* THE EXERCISE *
Do these statements agree with the opera review? 1. Joe Kavalier escaped Nazi-occupied Prague in a coffin. 2. Andrzej Filończyk is called the clear standout among the four main leads. 3. Luna Moth flies on wires across the stage. Answer yes or no for each, and quote the words of the review that decide it.

* GIVEN PASSAGE *
-- START --

The production tells the story of two Jewish cousins in Brooklyn—Joe Kavalier, a refugee who escaped Nazi-occupied Prague in a coffin and Sam Clay, a closeted survivor of polio with dreams of writing the great American novel. Instead, they create “The Escapist”—an anti-fascist superhero who liberates the oppressed and punches Nazis on every other cover.
Their only-in-America success story runs parallel to only-in-America tragedy. While the Escapist saves everyone in four-color glory, the real world keeps its brutal tempo.
The Ark of Miriam—the ship carrying Jewish refugee children including Joe’s sister—gets torpedoed by a U-boat. Sam gets caught in an FBI raid at a secret party for gay men, sending off his partner Tracy (the radio voice of the Escapist) to fight in Europe. Joe vanishes to fight in Europe. Rosa and Sam are left to raise Sarah, Joe’s daughter, together. Secret identities made real.
The opera’s three-world structure—Nazi Prague, 1940s New York, and the comic book dimension—lets Bates and Scheer explore how fantasy and reality bleed into each other. When the Escapist saves the day, we see both the beautiful lie and the crushing truth.
The Escapist can’t escape the real world.
Opera is Cinema. Cinema is Opera.
The production and score borrow significantly from familiar cues of superhero cinema. Which is not a bad thing. It modernizes the operatic form by leveraging and subverting those tropes. Mason Bates knows exactly what he’s doing—you can practically hear Elfman’s Batman score peek through. There’s even some of the anxiety of Zimmer’s Avengers theme.
The special effects are the type of live production design that one can only really find at the Met. The scale, height and depth of the stage allow for a mix of stagecraft, digital projection, wire work and special effects that give the feeling you’re watching a movie unfold live in front of you.
Comic panels literally transform into three-dimensional space. Luna Moth doesn’t just appear—she flies on wires across the Met’s massive stage. Influences of superhero cinema like Burton’s Batman, Beatty’s Dick Tracy, and Raimi’s Spider-Man are easy to spot in the production.
There are so many connections between early cinema and opera, you can’t fail to see the cinema giving back to a production like Kavalier & Clay in such an impressive manner. The medium that opera birthed comes home to pay its respects in this production.
Its scale is immersive. Overwhelming.
Four-Color Performances
The four main leads are outstanding—with Sun-Ly Pierce as Rosa Saks the clear standout.
When she sings the aria creating the heroine Luna Moth—drawing hope into existence from her grief—the entire house goes silent. This is what opera can do that nothing else can: make you feel the weight of history through one human voice.
Andrzej Filończyk as Joe Kavalier carries the weight of survivor’s guilt in every gesture. Miles Mykkanen’s Sam Clay perfectly captures the wise-cracking surface hiding closeted pain. Edward Nelson’s Tracy Bacon—the voice of the Escapist on radio—makes his doomed love affair with Sam genuinely heartbreaking.
Having only heard the music live and in performance, it’s impossible to judge it in total. I can say that several of the numbers—including Rosa’s memorable aria creating Luna Moth and the prayers of Joe Kavalier’s lost family—have not left my thoughts since Friday.

-- END --

* DATASET RECORDS *
-- START --

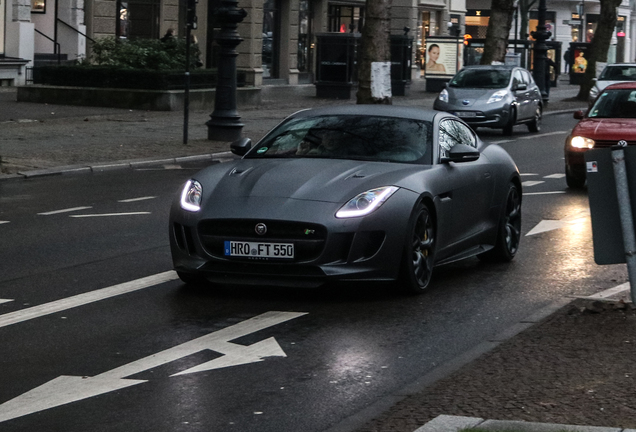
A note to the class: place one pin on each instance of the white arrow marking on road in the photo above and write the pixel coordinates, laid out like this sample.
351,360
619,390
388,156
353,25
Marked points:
82,299
550,225
66,389
64,210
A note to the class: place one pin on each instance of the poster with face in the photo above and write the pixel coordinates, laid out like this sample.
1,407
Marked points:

-- END --

* TASK RESPONSE *
1. Yes: "a refugee who escaped Nazi-occupied Prague in a coffin"
2. No: "with Sun-Ly Pierce as Rosa Saks the clear standout"
3. Yes: "she flies on wires across the Met’s massive stage"